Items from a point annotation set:
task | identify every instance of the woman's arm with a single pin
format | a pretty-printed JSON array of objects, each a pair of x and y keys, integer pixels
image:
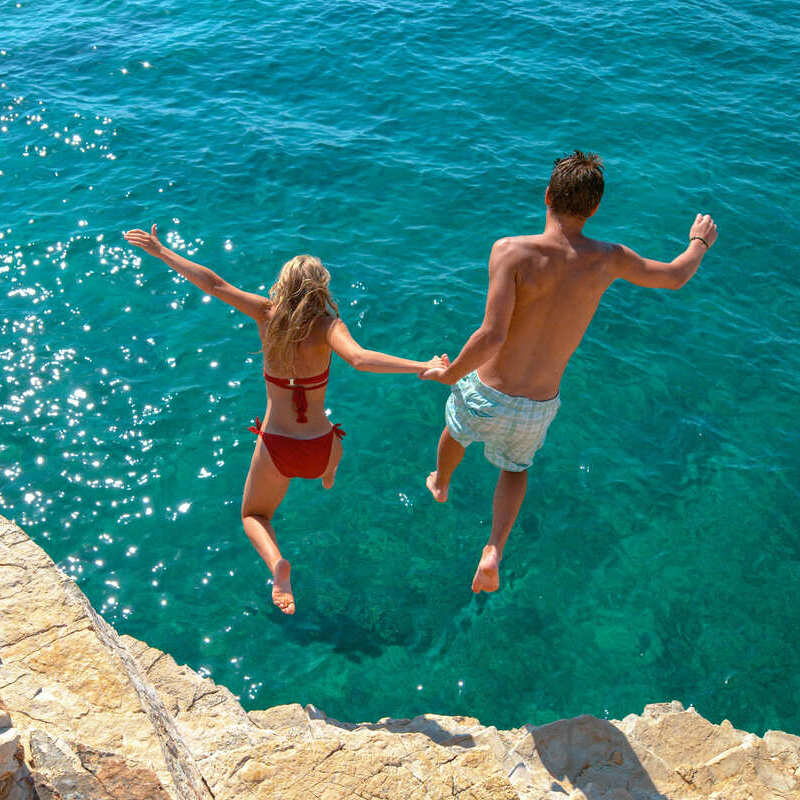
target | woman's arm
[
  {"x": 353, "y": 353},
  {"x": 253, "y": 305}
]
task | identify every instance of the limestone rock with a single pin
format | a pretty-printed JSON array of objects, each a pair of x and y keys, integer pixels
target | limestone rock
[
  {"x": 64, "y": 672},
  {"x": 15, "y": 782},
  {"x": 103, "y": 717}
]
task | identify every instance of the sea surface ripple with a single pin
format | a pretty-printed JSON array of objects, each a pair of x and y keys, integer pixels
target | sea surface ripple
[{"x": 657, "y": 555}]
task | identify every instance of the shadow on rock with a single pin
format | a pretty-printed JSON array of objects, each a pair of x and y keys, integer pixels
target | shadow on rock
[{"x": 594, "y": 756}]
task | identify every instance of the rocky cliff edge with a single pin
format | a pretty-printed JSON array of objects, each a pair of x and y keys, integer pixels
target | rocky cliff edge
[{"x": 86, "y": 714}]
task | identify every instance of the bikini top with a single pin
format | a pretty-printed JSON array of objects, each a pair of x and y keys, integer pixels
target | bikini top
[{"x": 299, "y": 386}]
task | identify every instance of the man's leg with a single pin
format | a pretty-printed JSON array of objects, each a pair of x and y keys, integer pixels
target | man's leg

• [EXERCISE REQUIREMENTS] Can you switch "pin" to "marker" throughout the items above, keeping everything else unchanged and leaving the pictures out of your answer?

• [ANSWER TO THIS PROBLEM]
task | identify every instance of the woman's arm with a single marker
format | a pretty-printed JSON array of objects, each a pair of x and y keys, integer pixels
image:
target | woman's arm
[
  {"x": 353, "y": 353},
  {"x": 253, "y": 305}
]
task | identify every instance of the limestone rock with a single marker
format | a pretty-printed JSON array of objects, each a pair of x and y keys, integer pixels
target | limestone rock
[
  {"x": 64, "y": 672},
  {"x": 15, "y": 782},
  {"x": 103, "y": 717}
]
task | identify every instance of the sea surface ripple with a single marker
format | a pretty-printed JSON array of objects, each a pair of x and y keys, integer pixels
target | sea surface ripple
[{"x": 657, "y": 555}]
task | identify every instance of the shadow on rock with a single marker
format | a pretty-printed JSON array of objects, each a pair of x and y keys, integer pixels
target | shadow on rock
[{"x": 594, "y": 756}]
task | identify every instance of the rocky cliff edge with a single marker
format | a pretty-printed JSON array of objects, each a pair of x and y keys, integer pixels
target | rocky cliff edge
[{"x": 86, "y": 714}]
task | identify every instance of the bikini top with a single marker
format | a pretty-printed JSON array of objects, each a pair of x and y keys, integer pixels
target | bikini top
[{"x": 299, "y": 386}]
task | identify every instance of the man's leg with a single marker
format | a pretty-printed JSON array of objects, each a pair of x and y keys, integer pixels
target | man's leg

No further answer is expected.